§ **INPUT RECORDS**
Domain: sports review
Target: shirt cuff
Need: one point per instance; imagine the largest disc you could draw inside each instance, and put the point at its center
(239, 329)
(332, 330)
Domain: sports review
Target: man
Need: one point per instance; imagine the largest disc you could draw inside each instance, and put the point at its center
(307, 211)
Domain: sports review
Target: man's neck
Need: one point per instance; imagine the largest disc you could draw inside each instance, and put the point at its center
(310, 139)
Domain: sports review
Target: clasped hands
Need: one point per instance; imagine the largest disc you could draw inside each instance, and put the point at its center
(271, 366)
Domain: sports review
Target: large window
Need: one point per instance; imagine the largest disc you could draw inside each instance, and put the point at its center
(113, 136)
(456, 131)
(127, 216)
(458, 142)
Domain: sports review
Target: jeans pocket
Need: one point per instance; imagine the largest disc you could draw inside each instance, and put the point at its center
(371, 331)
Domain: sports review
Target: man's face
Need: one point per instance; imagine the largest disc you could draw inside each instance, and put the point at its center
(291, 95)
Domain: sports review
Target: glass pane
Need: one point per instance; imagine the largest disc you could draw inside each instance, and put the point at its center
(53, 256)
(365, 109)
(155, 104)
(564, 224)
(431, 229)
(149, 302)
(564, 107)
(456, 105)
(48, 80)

==

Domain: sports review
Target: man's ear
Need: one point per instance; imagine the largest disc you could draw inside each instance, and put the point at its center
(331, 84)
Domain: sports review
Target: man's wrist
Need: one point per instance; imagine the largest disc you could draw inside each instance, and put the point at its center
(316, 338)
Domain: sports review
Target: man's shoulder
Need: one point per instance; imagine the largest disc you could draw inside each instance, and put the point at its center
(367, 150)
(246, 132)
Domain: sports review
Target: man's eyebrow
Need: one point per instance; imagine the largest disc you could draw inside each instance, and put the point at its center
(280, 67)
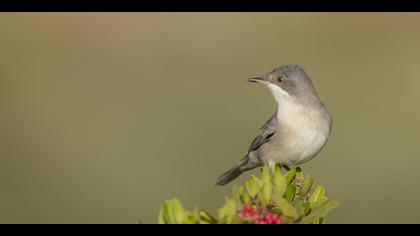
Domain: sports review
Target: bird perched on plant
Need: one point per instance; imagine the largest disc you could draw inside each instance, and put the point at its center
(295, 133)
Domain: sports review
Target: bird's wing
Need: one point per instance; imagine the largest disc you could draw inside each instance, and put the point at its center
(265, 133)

§ **REQUIREMENT**
Copy every line above that contains the word "bird". Case counts.

§ **TASK RESULT**
Target: bird perched on plant
Target: bird's wing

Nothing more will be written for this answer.